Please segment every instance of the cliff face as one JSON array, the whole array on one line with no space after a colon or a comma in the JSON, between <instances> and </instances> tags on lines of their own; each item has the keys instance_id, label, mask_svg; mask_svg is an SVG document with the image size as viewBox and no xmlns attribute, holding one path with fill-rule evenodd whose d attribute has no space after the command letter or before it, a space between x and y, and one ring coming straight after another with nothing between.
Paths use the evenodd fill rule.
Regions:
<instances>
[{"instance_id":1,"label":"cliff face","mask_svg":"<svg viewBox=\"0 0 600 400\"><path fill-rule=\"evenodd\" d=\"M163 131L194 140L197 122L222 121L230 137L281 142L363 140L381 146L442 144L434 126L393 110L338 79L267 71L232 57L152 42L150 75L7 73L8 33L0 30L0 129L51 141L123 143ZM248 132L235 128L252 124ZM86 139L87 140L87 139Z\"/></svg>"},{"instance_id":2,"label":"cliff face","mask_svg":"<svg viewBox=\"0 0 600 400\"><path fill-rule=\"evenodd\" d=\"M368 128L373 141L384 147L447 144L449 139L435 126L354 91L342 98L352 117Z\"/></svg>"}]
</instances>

━━━━━━

AIM -> Reproduce the material with "Regions" swapped for "Outlines", and leave everything else unchanged.

FINAL ANSWER ->
Please segment every instance of the cliff face as one JSON array, the whole array on one line with no space after a colon or a comma in the JSON, between <instances> and </instances> tags on lines of their own; each item has the keys instance_id, label, mask_svg; mask_svg is an SVG document with the image size as viewBox and no xmlns attribute, holding one path with fill-rule evenodd whose d attribute has no space after the command letter or before it, a space between x and y, and one ring coming straight after another with nothing between.
Paths use the evenodd fill rule.
Outlines:
<instances>
[{"instance_id":1,"label":"cliff face","mask_svg":"<svg viewBox=\"0 0 600 400\"><path fill-rule=\"evenodd\" d=\"M163 131L194 140L197 122L222 121L230 137L281 142L363 140L381 146L442 144L434 126L393 110L338 79L267 71L232 57L152 42L150 75L7 73L8 33L0 30L0 129L51 141L123 143ZM248 132L235 128L252 124ZM86 139L87 140L87 139Z\"/></svg>"},{"instance_id":2,"label":"cliff face","mask_svg":"<svg viewBox=\"0 0 600 400\"><path fill-rule=\"evenodd\" d=\"M368 128L373 141L384 147L447 144L449 139L435 126L354 91L342 98L352 117Z\"/></svg>"}]
</instances>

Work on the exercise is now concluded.